__LISTED RECORDS__.
■ ■ ■ ■ ■

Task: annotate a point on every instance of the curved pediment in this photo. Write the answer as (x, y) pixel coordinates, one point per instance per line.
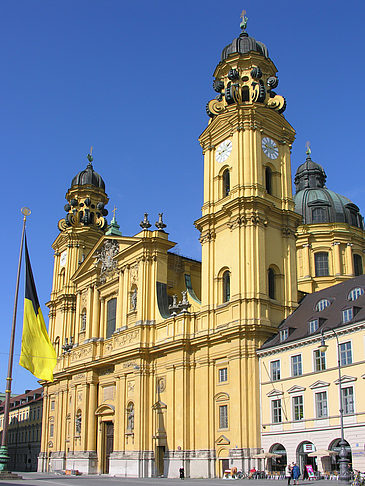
(222, 396)
(105, 409)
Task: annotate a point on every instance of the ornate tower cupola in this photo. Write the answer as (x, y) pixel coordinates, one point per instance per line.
(86, 201)
(245, 75)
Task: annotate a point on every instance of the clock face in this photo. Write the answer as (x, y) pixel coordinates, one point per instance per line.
(270, 148)
(63, 258)
(223, 151)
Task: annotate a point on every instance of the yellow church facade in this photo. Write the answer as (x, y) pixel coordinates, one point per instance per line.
(157, 366)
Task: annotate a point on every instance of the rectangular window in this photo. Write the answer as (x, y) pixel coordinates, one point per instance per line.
(321, 264)
(347, 315)
(319, 360)
(345, 353)
(296, 365)
(223, 417)
(276, 411)
(275, 370)
(284, 333)
(321, 404)
(313, 326)
(348, 400)
(298, 409)
(223, 375)
(111, 317)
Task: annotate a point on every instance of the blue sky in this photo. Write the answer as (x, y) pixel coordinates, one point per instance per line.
(133, 79)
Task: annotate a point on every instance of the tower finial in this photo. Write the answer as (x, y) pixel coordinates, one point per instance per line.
(244, 20)
(90, 157)
(308, 148)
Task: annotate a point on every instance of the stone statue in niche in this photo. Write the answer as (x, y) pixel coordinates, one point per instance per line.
(134, 299)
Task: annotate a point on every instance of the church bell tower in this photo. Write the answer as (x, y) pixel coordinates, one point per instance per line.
(80, 229)
(248, 221)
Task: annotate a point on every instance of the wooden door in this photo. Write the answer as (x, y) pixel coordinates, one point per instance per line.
(109, 444)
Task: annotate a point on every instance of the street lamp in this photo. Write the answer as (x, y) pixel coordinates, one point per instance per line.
(343, 459)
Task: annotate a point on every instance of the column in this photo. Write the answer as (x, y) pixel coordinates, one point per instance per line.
(337, 258)
(89, 313)
(96, 316)
(120, 300)
(91, 423)
(349, 260)
(102, 318)
(306, 260)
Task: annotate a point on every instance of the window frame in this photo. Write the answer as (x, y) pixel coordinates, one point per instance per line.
(223, 373)
(223, 418)
(298, 407)
(321, 267)
(275, 374)
(321, 404)
(296, 365)
(343, 357)
(346, 403)
(276, 411)
(319, 360)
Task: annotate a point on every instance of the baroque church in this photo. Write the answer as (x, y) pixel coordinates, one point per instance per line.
(157, 366)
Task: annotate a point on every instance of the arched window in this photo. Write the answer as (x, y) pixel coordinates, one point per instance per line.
(319, 215)
(78, 421)
(83, 320)
(268, 180)
(226, 286)
(321, 264)
(271, 283)
(130, 416)
(111, 317)
(226, 183)
(357, 265)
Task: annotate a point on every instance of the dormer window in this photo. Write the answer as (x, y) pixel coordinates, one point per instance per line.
(313, 325)
(347, 315)
(322, 304)
(355, 293)
(284, 334)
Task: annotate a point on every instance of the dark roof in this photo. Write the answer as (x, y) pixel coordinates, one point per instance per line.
(88, 177)
(19, 401)
(311, 193)
(329, 318)
(244, 44)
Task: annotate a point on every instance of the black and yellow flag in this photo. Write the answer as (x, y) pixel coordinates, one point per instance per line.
(37, 354)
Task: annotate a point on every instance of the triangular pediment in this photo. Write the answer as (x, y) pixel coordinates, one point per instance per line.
(88, 265)
(222, 440)
(274, 393)
(222, 396)
(319, 384)
(296, 389)
(346, 379)
(159, 405)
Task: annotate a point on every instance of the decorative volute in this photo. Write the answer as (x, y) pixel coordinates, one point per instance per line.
(245, 75)
(86, 201)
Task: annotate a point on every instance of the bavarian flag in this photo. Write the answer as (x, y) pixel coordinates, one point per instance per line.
(37, 354)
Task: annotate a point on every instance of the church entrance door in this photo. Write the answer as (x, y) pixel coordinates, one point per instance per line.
(109, 444)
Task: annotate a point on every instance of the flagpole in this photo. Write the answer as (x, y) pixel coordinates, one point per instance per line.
(4, 457)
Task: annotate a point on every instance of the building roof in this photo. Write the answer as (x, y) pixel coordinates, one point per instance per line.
(331, 317)
(312, 194)
(18, 401)
(244, 44)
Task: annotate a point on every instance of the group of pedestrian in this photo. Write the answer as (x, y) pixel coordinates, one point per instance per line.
(292, 472)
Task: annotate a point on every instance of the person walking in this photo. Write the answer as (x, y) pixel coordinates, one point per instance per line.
(296, 473)
(288, 472)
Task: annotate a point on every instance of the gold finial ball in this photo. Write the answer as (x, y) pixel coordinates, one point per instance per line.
(25, 211)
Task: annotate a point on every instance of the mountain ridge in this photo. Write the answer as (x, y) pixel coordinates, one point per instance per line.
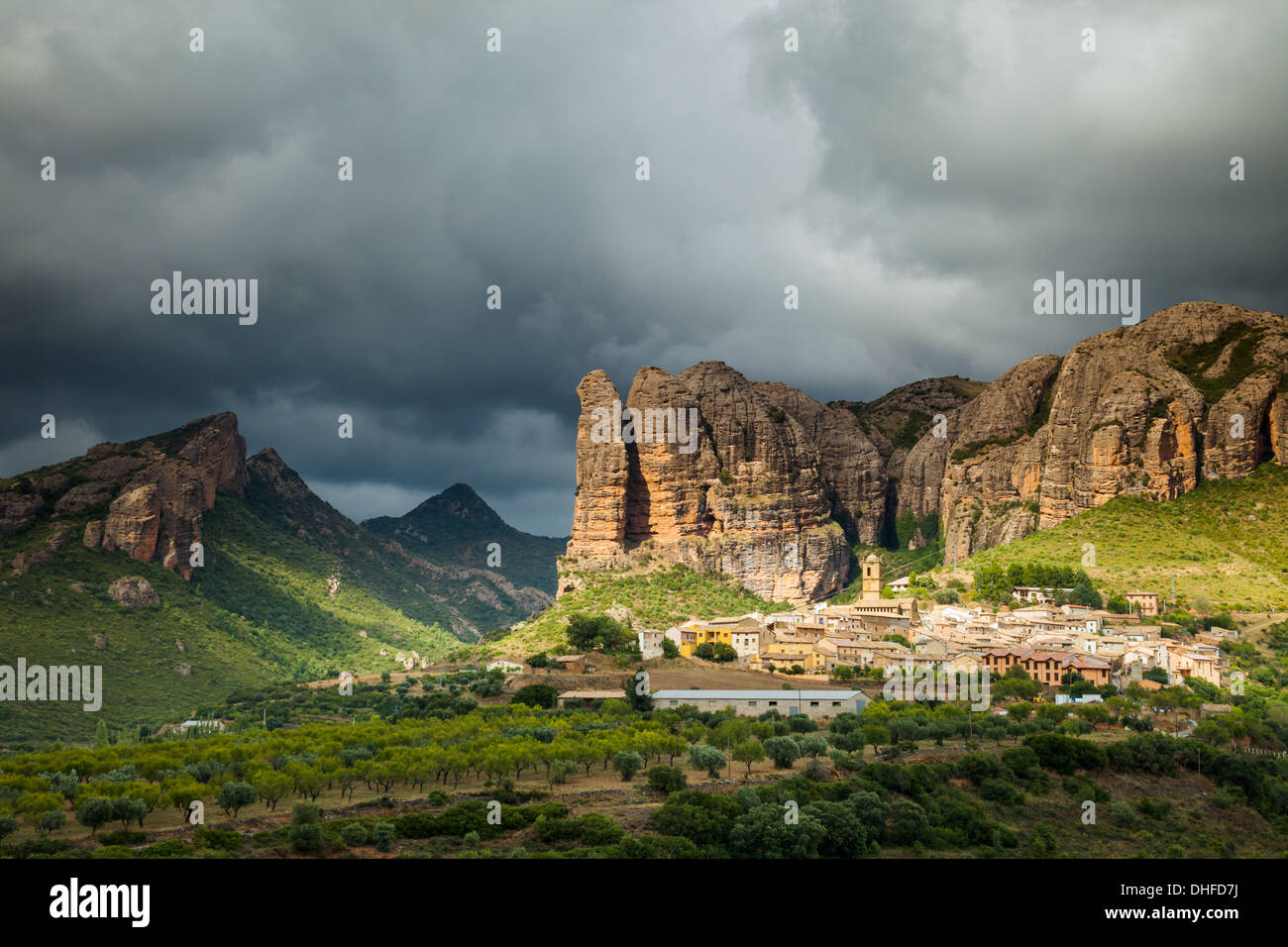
(1193, 393)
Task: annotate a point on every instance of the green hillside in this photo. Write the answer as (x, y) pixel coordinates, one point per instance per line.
(657, 598)
(1225, 541)
(463, 596)
(458, 526)
(258, 611)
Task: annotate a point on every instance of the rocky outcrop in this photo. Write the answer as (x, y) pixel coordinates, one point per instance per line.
(134, 523)
(133, 591)
(991, 454)
(156, 491)
(599, 510)
(850, 464)
(1192, 393)
(704, 471)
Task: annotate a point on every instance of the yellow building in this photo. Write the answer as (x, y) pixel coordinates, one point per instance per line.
(871, 578)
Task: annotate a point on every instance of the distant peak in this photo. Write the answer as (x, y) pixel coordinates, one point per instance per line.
(462, 492)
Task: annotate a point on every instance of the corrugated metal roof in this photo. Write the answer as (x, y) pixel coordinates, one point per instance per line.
(759, 694)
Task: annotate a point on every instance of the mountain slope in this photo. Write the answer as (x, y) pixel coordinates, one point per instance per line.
(1194, 393)
(458, 526)
(288, 587)
(1225, 540)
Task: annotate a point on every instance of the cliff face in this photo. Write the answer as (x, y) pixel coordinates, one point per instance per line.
(706, 470)
(155, 491)
(1196, 392)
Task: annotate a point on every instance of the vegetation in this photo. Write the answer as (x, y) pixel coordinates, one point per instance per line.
(1224, 541)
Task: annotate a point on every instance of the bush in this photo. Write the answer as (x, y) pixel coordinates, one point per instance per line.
(627, 763)
(784, 751)
(666, 779)
(996, 789)
(1065, 754)
(53, 819)
(305, 814)
(220, 839)
(8, 826)
(307, 838)
(94, 813)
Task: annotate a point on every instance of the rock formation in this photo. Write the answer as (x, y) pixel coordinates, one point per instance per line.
(155, 492)
(704, 470)
(1196, 392)
(133, 591)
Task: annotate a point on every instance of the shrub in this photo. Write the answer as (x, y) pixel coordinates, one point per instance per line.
(536, 696)
(94, 813)
(784, 751)
(307, 838)
(996, 789)
(305, 814)
(236, 795)
(666, 779)
(52, 819)
(220, 839)
(627, 763)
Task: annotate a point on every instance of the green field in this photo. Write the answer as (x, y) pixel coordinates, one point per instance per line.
(1225, 541)
(657, 599)
(258, 611)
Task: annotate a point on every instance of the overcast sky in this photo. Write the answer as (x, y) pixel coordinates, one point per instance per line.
(518, 169)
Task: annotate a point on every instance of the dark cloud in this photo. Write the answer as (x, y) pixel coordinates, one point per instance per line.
(516, 169)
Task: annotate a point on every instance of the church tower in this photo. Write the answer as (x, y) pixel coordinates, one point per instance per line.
(871, 578)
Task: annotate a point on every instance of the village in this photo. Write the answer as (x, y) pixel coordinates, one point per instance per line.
(881, 635)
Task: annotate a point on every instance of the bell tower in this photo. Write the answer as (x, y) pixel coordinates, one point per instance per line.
(871, 578)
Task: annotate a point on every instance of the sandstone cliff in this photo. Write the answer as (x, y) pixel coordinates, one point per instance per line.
(1196, 392)
(155, 491)
(713, 474)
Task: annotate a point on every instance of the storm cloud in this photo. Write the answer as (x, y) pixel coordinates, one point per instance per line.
(516, 169)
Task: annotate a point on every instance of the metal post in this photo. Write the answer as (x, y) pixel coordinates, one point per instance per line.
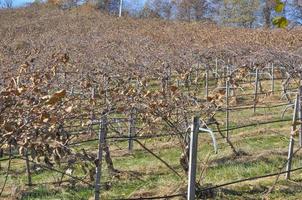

■ ■ ■ ■ ■

__ABOUT THIS EXERCISE__.
Print the lines from the line containing "Task: annotate a point on every instance of the village" through the last line of the listing, exactly as they stand, and leave any pictures out.

__REPLY TO THE TASK__.
Task: annotate a point on every instance of the village in this photo. Write the answer as (x, y) pixel coordinates, one point per instance per line.
(881, 635)
Task: annotate a point on every instance of the bell tower in this photo. Write the answer as (x, y) pixel coordinates, one point per instance per line.
(871, 578)
Task: annotate a point on every instance of the sandstone cliff in this photo. Write the answer as (x, y) pixel coordinates, one point per instance per line.
(1196, 392)
(155, 491)
(713, 474)
Task: annotate a point on every instance of the storm cloud in this photo. Write the answer as (x, y) pixel coordinates, one point per instance per line.
(516, 169)
Task: annotate a point on every instance of the metal post in this photo. Write the answer as (x, y) pixel coordinates, one point per instance per line.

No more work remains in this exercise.